Work request:
From the passage about the First Samuel verse, extract the stretch starting at "But lying in" and ending at "going to live!", word for word.

Provided passage:
Now…this wasn’t just a random bible verse. This was like that song that kept popping up on the radio whenever you turned on your car and hours later someone would be whistling the tune at work, and then when you got home and turned on the TV, the reporter would make some bad pun using the same lyrics from the song. This bible verse was everywhere. And at the time it really freaked me out. I remember calling my mother and asking her about it. “Mom”, I complained, “I keep asking God for guidance dealing with a particularly difficult situation at work, but instead I keep getting references to First Samuel! How is holding a baby in my arms a year from now going to solve any of my problems! If anything, a baby would just make things worse!”
But lying in that hospital bed, half wishing for death, half wondering if it was on it’s way, I knew. I was going to live. God was going to take care of me. God had told me that previous June that a year from now I would be holding a baby in my arms and it was only April, so I was going to live!

Data shown:
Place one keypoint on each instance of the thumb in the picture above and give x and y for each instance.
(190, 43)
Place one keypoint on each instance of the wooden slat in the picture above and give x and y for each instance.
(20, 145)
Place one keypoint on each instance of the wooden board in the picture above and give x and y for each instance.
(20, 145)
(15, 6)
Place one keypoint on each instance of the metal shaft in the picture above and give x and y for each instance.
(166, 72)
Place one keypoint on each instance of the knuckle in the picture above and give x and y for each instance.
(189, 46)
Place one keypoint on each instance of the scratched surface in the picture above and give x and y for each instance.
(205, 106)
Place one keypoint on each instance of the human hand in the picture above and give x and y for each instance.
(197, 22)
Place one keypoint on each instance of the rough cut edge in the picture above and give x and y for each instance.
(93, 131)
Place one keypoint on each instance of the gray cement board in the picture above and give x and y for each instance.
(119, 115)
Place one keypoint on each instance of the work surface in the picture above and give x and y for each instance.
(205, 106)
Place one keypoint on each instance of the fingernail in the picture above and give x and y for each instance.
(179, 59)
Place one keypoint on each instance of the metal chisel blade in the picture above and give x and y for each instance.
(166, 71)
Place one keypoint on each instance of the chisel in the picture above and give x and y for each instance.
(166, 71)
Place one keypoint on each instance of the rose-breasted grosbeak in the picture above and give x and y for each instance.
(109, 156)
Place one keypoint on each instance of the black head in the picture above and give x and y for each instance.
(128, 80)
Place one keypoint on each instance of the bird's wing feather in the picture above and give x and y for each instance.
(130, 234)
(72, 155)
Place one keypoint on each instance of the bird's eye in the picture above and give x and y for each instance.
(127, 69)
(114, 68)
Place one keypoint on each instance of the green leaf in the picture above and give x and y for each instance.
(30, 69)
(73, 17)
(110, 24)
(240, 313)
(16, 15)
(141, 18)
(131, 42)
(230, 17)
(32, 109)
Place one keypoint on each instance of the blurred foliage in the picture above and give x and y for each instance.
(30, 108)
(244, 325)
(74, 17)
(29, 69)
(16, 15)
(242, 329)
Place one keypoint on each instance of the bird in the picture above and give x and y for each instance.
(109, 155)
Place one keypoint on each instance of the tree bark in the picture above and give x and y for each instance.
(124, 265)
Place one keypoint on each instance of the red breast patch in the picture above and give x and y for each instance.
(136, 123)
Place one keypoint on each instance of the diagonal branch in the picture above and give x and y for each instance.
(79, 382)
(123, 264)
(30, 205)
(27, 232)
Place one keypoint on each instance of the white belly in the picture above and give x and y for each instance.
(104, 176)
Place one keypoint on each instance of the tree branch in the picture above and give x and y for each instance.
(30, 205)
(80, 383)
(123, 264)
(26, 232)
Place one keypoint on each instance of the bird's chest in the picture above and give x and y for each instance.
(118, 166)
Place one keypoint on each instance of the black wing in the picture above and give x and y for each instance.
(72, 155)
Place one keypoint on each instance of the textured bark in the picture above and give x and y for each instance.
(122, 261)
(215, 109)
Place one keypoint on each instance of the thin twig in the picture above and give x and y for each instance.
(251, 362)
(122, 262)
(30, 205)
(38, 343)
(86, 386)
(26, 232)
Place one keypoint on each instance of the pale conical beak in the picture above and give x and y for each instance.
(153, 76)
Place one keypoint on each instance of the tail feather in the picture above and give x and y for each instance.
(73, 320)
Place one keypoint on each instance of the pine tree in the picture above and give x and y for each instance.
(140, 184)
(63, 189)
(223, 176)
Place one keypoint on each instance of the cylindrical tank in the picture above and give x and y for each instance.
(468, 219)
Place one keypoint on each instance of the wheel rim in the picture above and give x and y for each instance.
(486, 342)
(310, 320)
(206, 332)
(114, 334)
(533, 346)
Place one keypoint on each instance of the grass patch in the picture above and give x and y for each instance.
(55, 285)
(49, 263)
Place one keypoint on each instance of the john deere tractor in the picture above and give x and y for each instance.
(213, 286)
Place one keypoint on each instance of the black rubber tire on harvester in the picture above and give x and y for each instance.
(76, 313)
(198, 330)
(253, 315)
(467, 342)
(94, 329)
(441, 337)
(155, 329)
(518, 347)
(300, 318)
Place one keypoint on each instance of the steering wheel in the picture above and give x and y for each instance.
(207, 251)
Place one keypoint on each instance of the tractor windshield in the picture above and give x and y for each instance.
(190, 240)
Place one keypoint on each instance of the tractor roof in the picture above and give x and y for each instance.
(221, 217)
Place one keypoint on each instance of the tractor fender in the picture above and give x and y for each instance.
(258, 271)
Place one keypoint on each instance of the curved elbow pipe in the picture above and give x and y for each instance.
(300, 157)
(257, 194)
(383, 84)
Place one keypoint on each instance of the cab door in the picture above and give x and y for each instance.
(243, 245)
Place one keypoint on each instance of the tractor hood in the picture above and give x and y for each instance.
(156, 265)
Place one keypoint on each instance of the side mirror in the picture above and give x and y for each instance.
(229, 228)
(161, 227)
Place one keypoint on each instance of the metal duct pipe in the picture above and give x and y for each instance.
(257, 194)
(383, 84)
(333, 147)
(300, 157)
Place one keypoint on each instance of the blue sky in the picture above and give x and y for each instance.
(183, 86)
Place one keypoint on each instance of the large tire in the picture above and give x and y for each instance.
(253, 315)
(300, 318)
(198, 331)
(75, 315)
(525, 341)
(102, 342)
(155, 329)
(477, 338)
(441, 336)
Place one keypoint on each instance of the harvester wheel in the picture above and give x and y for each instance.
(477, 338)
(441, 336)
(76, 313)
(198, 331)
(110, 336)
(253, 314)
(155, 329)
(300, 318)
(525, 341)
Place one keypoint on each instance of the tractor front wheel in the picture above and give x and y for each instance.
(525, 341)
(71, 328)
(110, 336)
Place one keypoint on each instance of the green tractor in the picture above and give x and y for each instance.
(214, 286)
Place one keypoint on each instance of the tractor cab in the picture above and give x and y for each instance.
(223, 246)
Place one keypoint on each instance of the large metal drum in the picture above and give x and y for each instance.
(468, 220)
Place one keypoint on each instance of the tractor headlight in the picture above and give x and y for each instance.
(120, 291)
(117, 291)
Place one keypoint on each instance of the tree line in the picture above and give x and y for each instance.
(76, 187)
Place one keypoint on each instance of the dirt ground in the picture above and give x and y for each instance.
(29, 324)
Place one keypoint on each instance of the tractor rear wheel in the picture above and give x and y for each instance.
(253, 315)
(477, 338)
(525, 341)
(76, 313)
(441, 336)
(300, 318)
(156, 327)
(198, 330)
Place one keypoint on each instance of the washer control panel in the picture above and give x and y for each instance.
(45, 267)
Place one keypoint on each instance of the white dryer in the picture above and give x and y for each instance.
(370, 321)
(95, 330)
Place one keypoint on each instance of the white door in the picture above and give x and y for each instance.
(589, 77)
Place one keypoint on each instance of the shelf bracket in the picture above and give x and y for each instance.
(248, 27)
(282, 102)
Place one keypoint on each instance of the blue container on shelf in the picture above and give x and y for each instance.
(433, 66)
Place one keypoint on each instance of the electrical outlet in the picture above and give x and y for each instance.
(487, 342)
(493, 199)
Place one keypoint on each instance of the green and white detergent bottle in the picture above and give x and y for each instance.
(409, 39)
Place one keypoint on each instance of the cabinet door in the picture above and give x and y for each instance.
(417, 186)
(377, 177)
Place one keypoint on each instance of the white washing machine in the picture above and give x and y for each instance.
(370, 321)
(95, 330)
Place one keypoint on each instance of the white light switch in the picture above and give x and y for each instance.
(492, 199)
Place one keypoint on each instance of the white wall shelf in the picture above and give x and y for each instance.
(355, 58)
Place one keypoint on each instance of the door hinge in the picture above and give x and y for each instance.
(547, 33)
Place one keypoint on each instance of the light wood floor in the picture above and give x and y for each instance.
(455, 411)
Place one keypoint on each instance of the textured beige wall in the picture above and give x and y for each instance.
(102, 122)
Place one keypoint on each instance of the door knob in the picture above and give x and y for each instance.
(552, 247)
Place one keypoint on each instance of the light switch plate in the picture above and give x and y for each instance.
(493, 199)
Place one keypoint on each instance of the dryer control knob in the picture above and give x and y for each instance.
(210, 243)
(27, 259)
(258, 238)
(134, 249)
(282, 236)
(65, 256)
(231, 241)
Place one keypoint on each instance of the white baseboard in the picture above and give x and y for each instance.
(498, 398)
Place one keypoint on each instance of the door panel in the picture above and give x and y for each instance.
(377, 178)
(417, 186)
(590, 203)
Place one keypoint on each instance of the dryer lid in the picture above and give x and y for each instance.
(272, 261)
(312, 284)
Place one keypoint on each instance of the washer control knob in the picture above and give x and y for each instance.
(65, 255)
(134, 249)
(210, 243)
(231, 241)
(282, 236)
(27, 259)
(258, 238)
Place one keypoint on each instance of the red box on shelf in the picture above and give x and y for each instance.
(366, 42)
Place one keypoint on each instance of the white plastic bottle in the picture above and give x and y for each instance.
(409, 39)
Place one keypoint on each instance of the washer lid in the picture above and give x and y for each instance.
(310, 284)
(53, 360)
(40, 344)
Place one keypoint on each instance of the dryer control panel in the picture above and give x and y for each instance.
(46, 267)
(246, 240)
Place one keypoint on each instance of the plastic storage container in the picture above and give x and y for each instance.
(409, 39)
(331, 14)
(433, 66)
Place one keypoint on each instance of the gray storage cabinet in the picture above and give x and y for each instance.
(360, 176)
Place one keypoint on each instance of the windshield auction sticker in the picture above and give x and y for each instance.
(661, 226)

Your response:
But lying in that hospital bed, half wishing for death, half wondering if it was on it’s way, I knew. I was going to live. God was going to take care of me. God had told me that previous June that a year from now I would be holding a baby in my arms and it was only April, so I was going to live!